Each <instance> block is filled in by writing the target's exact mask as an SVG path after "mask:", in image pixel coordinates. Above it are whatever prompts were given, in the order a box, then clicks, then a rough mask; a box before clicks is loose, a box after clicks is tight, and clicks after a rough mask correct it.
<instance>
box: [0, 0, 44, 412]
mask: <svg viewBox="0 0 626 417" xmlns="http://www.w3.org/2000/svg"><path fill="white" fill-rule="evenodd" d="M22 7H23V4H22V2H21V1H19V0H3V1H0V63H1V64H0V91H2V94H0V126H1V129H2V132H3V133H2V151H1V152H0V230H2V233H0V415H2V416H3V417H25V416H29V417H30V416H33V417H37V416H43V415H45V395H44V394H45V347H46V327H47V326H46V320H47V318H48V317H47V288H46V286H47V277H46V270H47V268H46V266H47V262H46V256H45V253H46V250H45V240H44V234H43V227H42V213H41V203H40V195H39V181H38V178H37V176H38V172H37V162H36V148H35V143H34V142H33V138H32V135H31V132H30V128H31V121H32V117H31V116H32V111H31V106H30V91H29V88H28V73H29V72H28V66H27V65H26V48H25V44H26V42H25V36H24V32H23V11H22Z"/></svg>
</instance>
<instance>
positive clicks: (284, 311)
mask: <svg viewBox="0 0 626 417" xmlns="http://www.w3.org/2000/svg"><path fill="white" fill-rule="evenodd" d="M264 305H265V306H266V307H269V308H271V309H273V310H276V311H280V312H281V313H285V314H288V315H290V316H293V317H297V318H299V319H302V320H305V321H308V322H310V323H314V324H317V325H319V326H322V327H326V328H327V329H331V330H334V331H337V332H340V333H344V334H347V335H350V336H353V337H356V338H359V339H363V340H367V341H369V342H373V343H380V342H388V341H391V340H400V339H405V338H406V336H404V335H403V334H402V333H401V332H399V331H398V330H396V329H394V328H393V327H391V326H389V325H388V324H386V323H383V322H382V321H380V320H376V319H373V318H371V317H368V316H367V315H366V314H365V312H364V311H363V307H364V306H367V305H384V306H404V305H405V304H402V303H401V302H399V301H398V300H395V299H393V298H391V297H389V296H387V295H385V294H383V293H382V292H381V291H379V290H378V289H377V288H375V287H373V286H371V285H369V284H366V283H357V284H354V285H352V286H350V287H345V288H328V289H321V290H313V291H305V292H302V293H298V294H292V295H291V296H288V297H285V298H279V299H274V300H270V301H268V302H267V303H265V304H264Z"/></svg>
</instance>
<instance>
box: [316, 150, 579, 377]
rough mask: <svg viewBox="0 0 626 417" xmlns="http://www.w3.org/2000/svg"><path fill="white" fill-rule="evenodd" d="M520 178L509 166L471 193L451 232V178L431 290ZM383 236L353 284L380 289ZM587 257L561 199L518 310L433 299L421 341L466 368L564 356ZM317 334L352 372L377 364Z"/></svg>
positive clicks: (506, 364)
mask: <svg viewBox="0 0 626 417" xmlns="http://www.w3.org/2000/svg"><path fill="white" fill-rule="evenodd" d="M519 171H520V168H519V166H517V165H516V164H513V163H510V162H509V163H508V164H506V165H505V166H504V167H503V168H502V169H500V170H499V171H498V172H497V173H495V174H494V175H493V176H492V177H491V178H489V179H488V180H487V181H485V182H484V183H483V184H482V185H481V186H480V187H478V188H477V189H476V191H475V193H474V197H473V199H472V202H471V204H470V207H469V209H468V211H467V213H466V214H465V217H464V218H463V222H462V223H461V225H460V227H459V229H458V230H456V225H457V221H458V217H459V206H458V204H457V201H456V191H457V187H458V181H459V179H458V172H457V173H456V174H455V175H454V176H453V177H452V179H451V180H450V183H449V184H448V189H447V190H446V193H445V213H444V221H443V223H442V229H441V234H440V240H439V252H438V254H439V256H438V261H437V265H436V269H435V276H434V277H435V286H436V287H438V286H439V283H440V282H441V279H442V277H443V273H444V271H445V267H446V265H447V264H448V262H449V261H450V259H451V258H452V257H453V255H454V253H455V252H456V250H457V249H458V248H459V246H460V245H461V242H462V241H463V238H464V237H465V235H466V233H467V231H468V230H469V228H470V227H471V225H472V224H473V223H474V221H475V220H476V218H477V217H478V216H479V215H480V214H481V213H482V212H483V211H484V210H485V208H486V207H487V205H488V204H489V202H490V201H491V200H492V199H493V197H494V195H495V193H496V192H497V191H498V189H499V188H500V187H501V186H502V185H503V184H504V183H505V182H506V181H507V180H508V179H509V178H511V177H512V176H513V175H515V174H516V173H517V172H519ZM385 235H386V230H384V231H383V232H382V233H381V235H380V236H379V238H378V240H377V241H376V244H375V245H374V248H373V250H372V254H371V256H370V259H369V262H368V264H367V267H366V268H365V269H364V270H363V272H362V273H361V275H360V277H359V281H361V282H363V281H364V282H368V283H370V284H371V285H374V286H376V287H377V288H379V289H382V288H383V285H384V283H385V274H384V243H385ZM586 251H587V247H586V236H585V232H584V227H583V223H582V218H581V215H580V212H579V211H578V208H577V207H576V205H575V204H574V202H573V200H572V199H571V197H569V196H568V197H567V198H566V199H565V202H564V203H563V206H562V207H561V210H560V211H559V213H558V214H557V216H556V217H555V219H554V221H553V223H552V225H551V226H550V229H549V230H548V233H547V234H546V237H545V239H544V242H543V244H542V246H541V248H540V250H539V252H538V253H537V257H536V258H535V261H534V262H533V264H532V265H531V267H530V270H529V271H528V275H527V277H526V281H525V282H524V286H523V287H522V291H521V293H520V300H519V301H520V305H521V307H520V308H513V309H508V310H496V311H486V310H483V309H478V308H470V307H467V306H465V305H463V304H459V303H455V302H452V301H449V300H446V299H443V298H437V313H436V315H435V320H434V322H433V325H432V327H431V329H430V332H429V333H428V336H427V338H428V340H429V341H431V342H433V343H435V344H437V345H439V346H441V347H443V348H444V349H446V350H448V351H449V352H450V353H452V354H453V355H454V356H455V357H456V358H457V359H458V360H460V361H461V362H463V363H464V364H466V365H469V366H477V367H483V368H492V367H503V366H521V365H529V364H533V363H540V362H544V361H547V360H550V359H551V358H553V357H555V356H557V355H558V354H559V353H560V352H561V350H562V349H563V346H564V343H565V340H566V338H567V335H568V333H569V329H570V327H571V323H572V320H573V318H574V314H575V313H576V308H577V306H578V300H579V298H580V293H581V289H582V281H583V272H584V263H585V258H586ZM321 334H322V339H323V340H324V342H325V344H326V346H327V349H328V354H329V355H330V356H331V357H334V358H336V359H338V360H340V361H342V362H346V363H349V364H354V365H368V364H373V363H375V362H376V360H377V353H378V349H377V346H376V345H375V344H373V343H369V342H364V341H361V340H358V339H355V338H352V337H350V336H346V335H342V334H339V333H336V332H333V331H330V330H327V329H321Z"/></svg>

- [Task to complete]:
Write out, word for word, the items from the very first line through the line that contains "box: [0, 0, 44, 412]", including both of those lines.

- [Reply to the task]:
Each <instance> block is filled in by writing the target's exact mask as an SVG path after "mask:", in image pixel coordinates. Above it are whatever prompts were given, in the order a box, then clicks, then a rough mask; a box before clicks is loose, a box after clicks is tight, and clicks after a rough mask correct it.
<instance>
box: [0, 0, 44, 412]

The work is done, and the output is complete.